Excerpts from a location annotation dataset:
────────────────────
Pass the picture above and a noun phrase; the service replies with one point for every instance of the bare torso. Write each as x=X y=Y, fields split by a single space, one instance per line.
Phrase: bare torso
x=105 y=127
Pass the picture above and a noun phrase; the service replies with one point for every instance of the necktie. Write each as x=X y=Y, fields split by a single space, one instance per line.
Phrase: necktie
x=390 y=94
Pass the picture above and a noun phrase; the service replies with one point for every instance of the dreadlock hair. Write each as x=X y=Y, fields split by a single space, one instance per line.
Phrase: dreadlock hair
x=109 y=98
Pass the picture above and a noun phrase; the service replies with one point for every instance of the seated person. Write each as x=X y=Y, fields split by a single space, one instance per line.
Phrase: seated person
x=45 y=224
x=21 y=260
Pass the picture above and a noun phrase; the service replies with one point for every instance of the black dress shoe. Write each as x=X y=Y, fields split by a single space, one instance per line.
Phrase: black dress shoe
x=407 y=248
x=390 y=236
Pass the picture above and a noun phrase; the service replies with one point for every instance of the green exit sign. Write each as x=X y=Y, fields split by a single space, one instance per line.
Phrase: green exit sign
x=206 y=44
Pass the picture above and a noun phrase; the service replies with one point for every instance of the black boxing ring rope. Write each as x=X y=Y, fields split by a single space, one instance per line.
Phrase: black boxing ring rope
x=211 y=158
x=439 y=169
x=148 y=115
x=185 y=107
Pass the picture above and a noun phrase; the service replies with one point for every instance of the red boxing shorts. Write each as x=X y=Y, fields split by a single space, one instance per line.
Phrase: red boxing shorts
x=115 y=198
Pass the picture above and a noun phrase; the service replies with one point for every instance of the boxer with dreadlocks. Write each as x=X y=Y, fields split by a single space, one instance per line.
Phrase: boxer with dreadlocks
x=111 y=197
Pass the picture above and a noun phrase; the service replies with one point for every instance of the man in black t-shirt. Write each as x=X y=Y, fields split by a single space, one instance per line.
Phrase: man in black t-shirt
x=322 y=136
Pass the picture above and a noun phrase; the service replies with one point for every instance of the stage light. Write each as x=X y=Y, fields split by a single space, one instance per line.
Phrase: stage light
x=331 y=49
────────────────────
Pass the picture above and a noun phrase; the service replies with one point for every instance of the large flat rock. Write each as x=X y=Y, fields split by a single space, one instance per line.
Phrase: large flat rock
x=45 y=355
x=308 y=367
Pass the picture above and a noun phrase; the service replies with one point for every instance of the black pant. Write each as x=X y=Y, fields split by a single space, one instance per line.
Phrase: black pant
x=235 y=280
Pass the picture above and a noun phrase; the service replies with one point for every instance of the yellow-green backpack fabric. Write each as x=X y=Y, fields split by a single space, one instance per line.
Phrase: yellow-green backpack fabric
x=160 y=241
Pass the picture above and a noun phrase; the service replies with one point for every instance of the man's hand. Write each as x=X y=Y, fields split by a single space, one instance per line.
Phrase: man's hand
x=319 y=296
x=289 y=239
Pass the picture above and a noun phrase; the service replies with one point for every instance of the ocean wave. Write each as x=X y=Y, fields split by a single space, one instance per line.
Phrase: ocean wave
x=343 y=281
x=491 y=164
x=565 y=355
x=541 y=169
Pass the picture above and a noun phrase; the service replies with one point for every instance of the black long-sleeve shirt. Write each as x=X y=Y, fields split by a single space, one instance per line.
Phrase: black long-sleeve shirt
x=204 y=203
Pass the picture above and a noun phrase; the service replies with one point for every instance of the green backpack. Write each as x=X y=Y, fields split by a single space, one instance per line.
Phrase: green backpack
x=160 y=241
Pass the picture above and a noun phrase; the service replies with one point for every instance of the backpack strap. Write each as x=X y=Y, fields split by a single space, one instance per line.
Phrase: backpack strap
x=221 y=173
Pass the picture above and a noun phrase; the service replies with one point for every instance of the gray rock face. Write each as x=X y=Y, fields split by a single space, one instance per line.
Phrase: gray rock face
────────────────────
Count the lines in the records that contain the string "gray", and reply with the number alone.

# WRITTEN REPLY
2